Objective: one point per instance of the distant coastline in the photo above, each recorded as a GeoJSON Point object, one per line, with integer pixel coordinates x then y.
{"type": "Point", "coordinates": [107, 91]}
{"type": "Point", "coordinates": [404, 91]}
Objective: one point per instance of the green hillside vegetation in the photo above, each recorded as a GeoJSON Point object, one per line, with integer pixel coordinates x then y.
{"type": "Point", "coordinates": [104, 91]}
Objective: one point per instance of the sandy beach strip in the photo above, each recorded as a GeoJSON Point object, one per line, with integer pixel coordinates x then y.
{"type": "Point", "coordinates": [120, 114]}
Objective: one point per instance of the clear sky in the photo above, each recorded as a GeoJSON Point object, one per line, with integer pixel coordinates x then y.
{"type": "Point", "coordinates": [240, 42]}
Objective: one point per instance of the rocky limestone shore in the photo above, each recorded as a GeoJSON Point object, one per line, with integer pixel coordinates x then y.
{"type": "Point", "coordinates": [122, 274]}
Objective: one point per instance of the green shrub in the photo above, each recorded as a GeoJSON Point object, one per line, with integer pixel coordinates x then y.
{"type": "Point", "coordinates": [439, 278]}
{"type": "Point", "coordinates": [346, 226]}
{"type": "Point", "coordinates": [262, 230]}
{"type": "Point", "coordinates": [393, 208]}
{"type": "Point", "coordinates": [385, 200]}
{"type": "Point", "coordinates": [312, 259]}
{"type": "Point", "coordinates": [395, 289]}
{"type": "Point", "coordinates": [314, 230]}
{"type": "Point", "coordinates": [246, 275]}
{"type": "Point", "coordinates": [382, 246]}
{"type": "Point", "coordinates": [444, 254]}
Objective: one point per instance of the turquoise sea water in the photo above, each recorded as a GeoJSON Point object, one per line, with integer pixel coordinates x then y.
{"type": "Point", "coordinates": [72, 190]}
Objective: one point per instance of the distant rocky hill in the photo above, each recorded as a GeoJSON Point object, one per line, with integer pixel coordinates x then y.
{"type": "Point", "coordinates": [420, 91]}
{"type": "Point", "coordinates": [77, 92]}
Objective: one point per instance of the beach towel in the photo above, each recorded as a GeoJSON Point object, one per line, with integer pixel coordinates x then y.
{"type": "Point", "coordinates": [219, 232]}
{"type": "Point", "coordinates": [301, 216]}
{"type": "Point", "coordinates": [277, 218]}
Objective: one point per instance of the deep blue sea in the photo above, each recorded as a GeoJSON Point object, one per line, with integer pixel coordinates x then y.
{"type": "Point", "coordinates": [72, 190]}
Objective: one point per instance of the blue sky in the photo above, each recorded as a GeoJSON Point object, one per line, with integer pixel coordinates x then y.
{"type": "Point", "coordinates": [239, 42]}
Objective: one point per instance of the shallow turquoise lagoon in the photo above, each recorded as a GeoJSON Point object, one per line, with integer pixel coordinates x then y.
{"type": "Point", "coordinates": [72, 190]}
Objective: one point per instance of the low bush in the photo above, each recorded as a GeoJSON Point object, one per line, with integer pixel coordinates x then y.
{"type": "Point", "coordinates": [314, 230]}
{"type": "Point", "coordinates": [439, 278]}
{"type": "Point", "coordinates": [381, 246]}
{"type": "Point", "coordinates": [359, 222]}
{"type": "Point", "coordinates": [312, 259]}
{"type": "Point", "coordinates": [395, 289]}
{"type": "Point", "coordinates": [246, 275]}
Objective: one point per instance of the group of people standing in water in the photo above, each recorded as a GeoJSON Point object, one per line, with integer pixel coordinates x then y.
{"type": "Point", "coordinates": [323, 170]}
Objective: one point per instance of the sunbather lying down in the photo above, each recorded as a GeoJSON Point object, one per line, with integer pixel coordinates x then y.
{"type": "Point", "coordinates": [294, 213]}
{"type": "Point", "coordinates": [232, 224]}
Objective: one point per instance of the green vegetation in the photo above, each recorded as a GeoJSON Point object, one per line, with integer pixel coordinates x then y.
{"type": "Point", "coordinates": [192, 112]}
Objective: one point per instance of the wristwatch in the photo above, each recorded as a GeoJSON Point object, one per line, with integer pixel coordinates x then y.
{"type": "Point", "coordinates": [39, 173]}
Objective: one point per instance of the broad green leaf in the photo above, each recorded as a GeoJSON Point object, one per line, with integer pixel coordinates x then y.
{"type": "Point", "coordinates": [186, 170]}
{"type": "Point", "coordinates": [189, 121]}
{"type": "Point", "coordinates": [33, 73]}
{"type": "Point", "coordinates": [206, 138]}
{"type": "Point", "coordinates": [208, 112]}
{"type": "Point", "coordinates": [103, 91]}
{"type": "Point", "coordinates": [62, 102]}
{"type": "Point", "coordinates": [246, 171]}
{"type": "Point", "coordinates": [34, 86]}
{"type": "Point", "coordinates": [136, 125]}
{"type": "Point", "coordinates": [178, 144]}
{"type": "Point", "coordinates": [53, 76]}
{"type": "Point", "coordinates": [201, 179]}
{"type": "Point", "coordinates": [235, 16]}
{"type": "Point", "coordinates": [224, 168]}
---
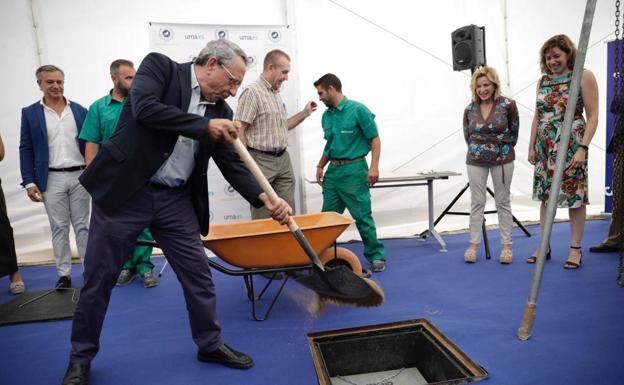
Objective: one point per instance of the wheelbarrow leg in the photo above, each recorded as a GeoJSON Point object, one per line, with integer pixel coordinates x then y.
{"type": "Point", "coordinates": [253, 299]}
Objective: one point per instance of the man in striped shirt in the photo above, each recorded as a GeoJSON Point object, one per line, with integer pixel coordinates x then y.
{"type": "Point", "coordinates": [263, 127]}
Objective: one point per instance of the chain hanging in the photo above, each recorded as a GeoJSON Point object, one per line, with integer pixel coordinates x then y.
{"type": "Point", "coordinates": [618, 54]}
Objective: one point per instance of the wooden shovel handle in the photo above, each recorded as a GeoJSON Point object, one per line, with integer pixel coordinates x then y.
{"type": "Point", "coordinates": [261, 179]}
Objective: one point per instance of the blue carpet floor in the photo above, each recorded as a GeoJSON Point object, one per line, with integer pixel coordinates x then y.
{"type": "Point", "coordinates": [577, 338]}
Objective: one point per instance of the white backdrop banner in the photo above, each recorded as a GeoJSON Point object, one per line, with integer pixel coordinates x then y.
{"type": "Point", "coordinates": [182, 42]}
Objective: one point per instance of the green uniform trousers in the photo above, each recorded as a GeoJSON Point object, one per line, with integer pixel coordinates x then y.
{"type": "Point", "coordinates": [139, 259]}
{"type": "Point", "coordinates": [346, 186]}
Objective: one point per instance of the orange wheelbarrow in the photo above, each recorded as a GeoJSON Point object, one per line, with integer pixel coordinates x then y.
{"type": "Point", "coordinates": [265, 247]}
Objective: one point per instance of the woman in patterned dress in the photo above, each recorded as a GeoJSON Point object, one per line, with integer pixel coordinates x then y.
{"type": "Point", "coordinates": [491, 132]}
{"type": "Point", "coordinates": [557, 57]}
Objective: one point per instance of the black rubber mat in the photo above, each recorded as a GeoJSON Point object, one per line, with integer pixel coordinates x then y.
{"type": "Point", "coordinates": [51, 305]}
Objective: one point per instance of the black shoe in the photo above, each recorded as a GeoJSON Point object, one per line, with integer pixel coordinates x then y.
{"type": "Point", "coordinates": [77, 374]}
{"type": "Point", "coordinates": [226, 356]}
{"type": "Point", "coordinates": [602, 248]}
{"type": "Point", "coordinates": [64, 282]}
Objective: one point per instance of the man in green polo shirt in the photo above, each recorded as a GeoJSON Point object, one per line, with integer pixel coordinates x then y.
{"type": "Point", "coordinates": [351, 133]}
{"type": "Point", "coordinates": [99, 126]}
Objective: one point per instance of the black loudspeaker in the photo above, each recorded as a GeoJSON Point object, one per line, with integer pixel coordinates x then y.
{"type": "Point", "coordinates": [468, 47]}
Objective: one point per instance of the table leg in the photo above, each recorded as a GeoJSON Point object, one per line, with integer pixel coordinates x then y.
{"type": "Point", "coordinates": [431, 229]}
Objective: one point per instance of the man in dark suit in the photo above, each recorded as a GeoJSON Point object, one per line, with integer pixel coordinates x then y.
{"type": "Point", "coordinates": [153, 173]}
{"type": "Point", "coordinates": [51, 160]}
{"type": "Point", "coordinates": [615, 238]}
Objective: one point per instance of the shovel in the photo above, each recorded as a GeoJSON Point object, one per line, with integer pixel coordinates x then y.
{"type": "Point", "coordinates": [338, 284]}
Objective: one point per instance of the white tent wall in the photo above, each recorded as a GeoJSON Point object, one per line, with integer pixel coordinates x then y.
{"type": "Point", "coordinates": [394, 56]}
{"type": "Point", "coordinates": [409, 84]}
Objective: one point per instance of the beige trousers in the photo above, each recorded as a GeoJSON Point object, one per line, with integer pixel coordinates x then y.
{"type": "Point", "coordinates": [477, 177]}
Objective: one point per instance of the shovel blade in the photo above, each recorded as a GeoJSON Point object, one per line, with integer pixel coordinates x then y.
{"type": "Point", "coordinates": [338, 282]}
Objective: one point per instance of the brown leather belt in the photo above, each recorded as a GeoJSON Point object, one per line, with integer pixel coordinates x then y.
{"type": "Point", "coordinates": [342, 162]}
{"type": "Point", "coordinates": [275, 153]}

Requirement -
Show each line of the records above that contains the word "turquoise".

The response -
Objective: one point per instance of the turquoise sea water in the photo above, each recorded as a GeoJSON Point object, one per line, with integer pixel coordinates x then y.
Objective: one point per instance of the shallow turquoise lagoon in the photo above, each recorded as a GeoJSON Point object, one per line, with integer pixel coordinates x then y.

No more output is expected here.